#### Objective:
Answer these about the passage on constrained MDPs below:
(a) What does the assumption say the algorithm knows?
(b) How is the confidence set $\mathcal{P}_k$ formed from the sets $\mathcal{P}_k(s, a)$?
(c) What is $L$ set equal to?

### Passage given ###

Preliminaries
Constrained MDPs
Constrained MDP:
$$\langle \mathcal{S}, \mathcal{A}, r, c, P, H, \overline{C}\rangle$$with objective
$$\min_{\pi}V_r^{\pi}(P) \ \ \text{ s.t. } \ \ V_c^{\pi}(P)\leq \overline{C}$$Assumption: The algorithm knows a safe baseline $\pi_b$ such that $V_c^{\pi}(P) < \overline{C}$
Empirical transitions
$$\hat{P}_{h, k}(s' \mid s, a) = \frac{n(s, a, s')}{\min(n(s, a), 1)}$$ $$\hat{r}_{h, k}(s, a) = \frac{1}{n_{h, k}(s, a) \vee 1} \cdot \sum_{k' = 1}^{k-1}r_h(s, a)\cdot \mathbf{1}\{s_{h, k'} = s, a_{h, k'} = a\}$$ $$\hat{c}_{h, k}(s, a) = \frac{1}{n_{h, k}(s, a) \vee 1} \cdot \sum_{k' = 1}^{k-1}c_h(s, a)\cdot \mathbf{1}\{s_{h, k'} = s, a_{h, k'} = a\}$$Confidence sets
We construct
$$\mathcal{P}_k = \bigcap\mathcal{P}_k(s, a)$$where
$$\mathcal{P}_k(s, a) = \{P' : |P_h'(s' \mid s, a) - \hat{P}_{h, k}(s' \mid s, a)|\leq \beta^p_{h, k}(s, a, s'), \forall h \in [H], s' \in \mathcal{S}\}$$i.e., transitions that are within $\beta_{h, k}$ everywhere of the empirical transitions. Here we have
$$\beta_{h, k}^p(s, a, s') = \sqrt{\frac{4\text{Var}(\hat{P}_{h, k}(s' \mid s, a))L}{n_{h, k(s, a)}\vee 1}} + \frac{14L}{3(n_{h, k}(s, a) \vee 1)}$$where
$$L = \log\left(\frac{2SAHK}{\delta}\right)$$Theorem: the true model $P$ is an element $\mathcal{P}_k$ for any $k\in [K]$ with probability $\leq 1-2\delta$.

### Dataset content ###

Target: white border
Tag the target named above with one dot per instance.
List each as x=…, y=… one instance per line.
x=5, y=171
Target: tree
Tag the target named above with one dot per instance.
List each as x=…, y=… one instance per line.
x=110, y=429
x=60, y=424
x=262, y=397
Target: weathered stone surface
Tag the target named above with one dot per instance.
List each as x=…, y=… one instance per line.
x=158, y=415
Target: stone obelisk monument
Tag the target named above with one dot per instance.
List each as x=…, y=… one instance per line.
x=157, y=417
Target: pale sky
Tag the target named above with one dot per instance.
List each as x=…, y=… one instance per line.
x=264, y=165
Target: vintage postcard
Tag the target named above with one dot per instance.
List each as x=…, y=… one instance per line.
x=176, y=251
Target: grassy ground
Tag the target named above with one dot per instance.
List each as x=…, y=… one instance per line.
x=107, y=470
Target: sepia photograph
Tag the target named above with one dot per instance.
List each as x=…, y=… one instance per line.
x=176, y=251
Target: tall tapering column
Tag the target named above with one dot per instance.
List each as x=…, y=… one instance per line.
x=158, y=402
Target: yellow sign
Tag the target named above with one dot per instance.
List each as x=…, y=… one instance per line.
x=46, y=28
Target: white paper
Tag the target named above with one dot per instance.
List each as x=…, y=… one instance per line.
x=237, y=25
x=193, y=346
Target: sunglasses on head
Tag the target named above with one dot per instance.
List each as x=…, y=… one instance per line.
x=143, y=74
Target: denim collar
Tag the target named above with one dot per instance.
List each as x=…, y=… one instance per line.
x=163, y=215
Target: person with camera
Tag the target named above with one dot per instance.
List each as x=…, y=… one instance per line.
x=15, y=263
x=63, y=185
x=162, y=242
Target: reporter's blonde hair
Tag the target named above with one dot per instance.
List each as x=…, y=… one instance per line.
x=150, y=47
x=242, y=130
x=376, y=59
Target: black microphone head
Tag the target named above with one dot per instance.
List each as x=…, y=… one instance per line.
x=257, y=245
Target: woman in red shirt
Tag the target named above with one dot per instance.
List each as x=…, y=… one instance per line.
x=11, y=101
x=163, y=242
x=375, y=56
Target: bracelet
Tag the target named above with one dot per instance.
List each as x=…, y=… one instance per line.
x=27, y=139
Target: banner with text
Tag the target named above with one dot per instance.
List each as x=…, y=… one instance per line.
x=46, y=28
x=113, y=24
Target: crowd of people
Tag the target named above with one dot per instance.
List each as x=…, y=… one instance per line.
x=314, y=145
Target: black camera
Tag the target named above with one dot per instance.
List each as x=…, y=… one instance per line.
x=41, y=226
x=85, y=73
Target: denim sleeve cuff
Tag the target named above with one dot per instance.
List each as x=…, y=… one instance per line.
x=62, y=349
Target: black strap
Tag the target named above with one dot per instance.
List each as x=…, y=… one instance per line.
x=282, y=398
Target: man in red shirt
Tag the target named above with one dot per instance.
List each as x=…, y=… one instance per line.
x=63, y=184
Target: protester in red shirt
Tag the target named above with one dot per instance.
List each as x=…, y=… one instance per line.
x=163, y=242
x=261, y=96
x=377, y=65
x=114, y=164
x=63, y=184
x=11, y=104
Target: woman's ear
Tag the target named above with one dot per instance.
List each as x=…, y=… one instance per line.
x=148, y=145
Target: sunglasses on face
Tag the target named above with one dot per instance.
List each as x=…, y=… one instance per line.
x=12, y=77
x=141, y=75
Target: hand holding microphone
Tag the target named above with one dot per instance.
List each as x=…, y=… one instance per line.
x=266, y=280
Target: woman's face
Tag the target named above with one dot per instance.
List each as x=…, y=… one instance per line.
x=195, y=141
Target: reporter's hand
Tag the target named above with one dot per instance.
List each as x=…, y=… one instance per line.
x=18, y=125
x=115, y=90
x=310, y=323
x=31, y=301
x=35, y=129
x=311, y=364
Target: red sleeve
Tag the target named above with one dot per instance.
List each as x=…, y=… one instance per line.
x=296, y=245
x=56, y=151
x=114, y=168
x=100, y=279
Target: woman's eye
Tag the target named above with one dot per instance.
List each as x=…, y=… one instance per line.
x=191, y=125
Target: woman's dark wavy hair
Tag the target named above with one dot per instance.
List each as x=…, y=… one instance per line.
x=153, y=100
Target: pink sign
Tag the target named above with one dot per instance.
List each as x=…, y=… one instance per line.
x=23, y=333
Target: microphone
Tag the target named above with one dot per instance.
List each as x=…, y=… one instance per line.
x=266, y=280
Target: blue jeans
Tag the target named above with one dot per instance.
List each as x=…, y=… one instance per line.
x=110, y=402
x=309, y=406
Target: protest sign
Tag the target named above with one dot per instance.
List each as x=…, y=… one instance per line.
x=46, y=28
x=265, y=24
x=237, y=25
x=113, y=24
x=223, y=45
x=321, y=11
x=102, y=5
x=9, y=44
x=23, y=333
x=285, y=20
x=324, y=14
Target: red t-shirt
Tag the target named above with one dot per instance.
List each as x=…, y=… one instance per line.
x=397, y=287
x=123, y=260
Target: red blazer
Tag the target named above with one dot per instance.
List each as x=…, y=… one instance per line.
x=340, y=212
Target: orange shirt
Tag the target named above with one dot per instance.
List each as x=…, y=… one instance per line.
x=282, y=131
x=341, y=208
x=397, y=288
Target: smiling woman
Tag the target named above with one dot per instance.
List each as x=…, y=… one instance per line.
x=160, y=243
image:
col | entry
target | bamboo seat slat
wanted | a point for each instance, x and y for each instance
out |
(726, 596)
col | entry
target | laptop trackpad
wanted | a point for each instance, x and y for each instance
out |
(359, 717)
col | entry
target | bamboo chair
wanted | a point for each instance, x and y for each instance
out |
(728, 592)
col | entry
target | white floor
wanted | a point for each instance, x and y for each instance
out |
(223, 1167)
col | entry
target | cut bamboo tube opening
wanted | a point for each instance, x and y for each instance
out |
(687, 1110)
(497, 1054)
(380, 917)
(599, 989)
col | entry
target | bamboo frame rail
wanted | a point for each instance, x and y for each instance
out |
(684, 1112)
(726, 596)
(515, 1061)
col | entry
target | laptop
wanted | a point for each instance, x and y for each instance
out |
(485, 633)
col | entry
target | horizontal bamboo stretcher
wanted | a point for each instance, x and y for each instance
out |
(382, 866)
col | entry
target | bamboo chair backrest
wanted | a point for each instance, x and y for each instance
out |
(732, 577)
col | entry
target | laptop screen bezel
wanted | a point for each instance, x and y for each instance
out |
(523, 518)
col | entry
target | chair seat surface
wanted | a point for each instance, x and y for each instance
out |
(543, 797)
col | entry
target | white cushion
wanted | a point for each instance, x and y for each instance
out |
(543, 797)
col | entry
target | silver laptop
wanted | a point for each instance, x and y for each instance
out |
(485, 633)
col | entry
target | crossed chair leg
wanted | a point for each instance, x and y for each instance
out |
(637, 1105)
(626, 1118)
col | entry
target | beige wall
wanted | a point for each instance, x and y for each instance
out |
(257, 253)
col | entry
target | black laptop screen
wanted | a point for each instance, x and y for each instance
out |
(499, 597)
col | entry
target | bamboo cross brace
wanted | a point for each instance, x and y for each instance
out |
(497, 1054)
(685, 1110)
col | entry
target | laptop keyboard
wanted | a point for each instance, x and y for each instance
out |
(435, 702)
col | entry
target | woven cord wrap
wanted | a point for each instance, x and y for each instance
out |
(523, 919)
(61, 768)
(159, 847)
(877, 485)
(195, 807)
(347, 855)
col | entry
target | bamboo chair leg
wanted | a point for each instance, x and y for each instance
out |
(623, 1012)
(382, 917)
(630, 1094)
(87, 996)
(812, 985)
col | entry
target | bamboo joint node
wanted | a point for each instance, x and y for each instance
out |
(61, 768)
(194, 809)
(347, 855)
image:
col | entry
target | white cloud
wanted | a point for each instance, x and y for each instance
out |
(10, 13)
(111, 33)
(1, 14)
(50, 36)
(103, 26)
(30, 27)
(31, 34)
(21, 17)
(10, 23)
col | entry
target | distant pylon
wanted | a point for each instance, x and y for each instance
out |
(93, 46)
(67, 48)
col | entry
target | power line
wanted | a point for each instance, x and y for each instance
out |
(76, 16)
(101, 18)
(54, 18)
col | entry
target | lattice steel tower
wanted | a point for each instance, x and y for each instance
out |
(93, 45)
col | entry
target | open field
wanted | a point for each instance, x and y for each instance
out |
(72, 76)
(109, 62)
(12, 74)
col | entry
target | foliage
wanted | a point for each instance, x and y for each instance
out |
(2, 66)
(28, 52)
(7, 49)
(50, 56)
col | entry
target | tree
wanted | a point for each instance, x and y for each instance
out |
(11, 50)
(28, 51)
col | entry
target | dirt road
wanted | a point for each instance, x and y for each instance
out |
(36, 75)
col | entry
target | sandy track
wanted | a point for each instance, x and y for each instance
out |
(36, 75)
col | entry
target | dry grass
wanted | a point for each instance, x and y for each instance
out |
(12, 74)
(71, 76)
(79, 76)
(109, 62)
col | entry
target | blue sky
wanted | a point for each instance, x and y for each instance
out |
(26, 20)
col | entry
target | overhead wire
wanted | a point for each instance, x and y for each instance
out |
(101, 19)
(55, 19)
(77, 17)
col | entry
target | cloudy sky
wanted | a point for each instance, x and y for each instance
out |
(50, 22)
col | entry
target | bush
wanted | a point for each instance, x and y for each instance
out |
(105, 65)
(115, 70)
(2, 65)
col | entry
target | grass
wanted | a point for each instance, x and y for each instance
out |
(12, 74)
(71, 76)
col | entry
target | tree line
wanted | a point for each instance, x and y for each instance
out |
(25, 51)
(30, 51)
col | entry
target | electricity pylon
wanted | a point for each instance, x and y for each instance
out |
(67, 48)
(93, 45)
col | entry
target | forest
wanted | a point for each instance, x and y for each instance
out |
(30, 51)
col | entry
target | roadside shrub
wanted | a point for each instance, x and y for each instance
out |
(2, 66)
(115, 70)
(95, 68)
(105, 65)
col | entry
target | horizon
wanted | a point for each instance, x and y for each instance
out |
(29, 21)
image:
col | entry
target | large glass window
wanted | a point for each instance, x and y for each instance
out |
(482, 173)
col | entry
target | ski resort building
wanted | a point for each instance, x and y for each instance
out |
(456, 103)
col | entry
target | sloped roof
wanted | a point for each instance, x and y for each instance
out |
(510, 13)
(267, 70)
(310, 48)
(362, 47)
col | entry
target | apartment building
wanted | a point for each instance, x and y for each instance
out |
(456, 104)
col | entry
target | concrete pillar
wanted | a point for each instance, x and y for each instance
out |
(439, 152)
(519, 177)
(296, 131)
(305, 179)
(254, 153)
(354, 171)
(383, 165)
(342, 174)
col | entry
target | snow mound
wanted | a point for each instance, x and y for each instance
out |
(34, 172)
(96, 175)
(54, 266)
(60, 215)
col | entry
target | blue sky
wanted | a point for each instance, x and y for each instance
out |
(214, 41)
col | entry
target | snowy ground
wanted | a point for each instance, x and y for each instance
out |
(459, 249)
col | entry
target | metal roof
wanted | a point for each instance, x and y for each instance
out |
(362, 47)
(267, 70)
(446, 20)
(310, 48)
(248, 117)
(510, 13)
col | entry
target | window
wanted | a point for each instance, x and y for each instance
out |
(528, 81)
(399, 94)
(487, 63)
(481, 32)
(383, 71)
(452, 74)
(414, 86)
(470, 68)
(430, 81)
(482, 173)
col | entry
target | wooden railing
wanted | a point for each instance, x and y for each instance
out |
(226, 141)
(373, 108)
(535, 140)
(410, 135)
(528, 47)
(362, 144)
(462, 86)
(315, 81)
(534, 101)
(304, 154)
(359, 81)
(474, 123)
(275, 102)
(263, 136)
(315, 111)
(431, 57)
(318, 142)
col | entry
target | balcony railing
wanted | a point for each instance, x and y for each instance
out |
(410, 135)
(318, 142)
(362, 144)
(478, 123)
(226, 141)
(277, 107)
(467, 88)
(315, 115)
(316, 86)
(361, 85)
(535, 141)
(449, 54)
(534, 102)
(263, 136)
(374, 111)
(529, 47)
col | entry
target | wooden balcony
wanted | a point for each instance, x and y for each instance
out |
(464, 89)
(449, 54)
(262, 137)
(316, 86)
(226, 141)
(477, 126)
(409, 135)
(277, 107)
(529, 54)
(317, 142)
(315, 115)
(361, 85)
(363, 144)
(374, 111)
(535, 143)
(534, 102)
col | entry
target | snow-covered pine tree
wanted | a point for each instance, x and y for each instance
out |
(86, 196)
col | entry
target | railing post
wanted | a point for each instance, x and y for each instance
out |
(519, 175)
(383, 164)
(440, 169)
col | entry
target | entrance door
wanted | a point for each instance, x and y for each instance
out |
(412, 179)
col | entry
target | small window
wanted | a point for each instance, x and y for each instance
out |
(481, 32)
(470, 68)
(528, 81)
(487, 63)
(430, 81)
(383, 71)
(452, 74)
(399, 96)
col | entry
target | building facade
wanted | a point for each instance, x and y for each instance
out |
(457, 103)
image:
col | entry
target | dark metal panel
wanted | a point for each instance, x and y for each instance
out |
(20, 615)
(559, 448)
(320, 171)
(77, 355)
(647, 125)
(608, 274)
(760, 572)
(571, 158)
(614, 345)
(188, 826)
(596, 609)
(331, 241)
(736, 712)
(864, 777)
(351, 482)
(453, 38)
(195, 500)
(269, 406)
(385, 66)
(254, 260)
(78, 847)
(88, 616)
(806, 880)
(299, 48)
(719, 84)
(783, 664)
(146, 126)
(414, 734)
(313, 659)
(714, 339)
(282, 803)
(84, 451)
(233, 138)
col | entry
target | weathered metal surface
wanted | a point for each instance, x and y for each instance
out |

###

#### Completed task:
(a) A safe baseline policy $\pi_b$.
(b) As the intersection of the sets $\mathcal{P}_k(s, a)$.
(c) $L = \log\left(\frac{2SAHK}{\delta}\right)$.